* [THE TASK] Write out the full set of records below exactly.

* [TASK INPUT]
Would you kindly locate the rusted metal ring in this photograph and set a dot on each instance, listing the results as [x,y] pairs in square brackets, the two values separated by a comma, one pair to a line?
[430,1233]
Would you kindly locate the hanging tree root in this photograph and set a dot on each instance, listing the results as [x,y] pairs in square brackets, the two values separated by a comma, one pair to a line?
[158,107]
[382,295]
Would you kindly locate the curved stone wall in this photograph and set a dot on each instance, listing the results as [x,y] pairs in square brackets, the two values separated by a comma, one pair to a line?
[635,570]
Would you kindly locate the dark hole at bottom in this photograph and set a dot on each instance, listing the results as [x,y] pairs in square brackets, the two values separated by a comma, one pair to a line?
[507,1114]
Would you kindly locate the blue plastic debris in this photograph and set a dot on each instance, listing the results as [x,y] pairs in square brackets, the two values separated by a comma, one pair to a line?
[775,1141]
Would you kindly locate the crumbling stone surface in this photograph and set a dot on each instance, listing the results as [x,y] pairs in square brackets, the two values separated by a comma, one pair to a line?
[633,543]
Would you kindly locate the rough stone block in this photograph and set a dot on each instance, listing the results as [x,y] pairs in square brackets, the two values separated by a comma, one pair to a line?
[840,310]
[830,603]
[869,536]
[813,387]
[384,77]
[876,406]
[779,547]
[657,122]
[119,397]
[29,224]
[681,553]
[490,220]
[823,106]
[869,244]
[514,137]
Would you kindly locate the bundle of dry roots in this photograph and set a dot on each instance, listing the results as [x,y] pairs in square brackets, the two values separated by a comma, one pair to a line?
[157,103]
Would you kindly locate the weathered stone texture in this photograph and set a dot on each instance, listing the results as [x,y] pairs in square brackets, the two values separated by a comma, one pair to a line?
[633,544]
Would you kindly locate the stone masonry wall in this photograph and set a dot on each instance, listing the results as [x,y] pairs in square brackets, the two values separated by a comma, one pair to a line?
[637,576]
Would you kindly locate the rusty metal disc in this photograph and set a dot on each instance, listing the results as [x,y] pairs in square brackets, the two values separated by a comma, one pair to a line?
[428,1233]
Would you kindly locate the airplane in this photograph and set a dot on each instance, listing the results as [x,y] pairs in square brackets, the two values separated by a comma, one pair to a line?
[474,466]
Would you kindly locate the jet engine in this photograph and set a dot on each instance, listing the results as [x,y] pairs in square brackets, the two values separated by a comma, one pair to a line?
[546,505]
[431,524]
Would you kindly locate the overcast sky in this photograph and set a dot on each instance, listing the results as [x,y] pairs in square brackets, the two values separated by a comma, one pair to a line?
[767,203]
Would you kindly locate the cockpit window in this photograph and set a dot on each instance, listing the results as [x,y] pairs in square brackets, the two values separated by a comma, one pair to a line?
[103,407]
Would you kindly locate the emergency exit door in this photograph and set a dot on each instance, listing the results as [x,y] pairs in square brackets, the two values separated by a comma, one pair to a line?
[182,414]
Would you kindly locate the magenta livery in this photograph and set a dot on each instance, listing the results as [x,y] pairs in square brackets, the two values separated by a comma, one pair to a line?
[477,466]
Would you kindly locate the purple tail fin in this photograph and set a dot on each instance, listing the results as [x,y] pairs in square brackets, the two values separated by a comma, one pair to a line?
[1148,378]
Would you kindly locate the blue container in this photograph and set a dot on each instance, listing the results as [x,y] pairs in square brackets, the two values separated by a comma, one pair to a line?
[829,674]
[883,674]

* [RESULT FOR THIS EXERCISE]
Would you kindly locate the rusted metal ring in this photograph and set a dot on each instance, listing the results as [x,y] pairs in square brackets, the two values separated by a comma, one pair to a line?
[430,1233]
Would you kindly locate the hanging tree root in this photograph and set a dot on each instance, listing the results as [x,y] pairs in square brackets, the two values separated by a comma, one pair to a line?
[158,107]
[382,295]
Would you kindly locate the curved stone wall in this photograph and set a dot on each instance, listing the results as [x,y] pairs in square brackets, the two values separated by a comma, one pair to a line?
[635,570]
Would you kindly locate the dark hole at bottom in this photograph and set a dot on each instance, listing the results as [x,y] pairs in square brackets, the two values separated by a comma, one pair to a line?
[507,1114]
Would you kindly locate the blue plastic debris in this photograph and set a dot on each instance, listing the results as [x,y] pairs in square brackets, the two values separated by a comma, one pair to a line?
[775,1141]
Would you kindly locate the crumbling stone surface in this photograph and set a dot on each instance, listing the results as [x,y] pairs in square brackets, the two values separated by a comma, one pair to a line?
[633,543]
Would you kindly locate the rough stone block in this photograph and set a dot on each instance, listing the results as [x,y] pairs in square brackets, the two values separated by a comma, one pair to a line?
[840,310]
[830,603]
[869,536]
[813,387]
[384,77]
[876,406]
[779,547]
[657,122]
[119,397]
[29,224]
[681,553]
[490,220]
[823,106]
[869,244]
[514,137]
Would you kindly locate the bundle of dry roots in this photograph and set a dot on each instance, listing the results as [x,y] pairs in square brackets, the two values separated by a comma, one pair to a line?
[157,103]
Would you kindly locate the weathered stone texture in this photograph and set a dot on each instance, listing the results as [x,y] pairs in square brackets, the two values separated by a comma, one pair to a line?
[633,544]
Would you kindly locate the stone masonry wall in this photograph and set a dot on each instance, listing the results as [x,y] pairs in square brackets, the two values separated by a comma, one pair to a line?
[637,576]
Would you kindly locate the rusty metal disc in this photograph and set a dot on each instance, listing the results as [x,y] pairs in square brackets, the two values separated by a comma, one pair to a line?
[428,1233]
Would you kindly locate the airplane in this photograph and set a dot on each instance, listing the results as [x,y] pairs in square brackets, the two values separated by a comma, one pair to a line?
[474,466]
Would you kindly locate the jet engine in this photograph and set a dot on each instance, listing the results as [x,y] pairs in square brackets, the two values separated by a comma, one pair to a line?
[546,505]
[431,524]
Would you kindly locate the overcast sky in this photograph and set a dot on each instance, listing the results as [x,y] pairs in square brackets, the two values separated by a comma, one pair to a line?
[767,203]
Would you kindly locate the cockpit window in this photograph and set a dot on each instance, listing the results as [x,y] pairs in square brackets, the two values separated by a comma, one pair to a line?
[103,407]
Would you kindly locate the emergency exit door in this photograph and set a dot on each instance, listing the results as [x,y] pairs in square brackets, the two values separated by a comma, one pair to a line?
[182,414]
Would you kindly locate the magenta livery in this photograph and set a dot on each instance, listing the results as [x,y] pairs in square brackets, the two values separated by a comma, one pair to a line?
[477,466]
Would you kindly locate the purple tail fin in this photograph and set a dot on each instance, listing the results as [x,y] pairs in square brackets, the two values separated by a comma, one pair to a line?
[1148,378]
Would you kindly locate the blue container in this photograph and set a dot on each instance, listing the results as [x,y] pairs in square brackets, the two values separated by a comma, one pair to a line?
[829,674]
[883,674]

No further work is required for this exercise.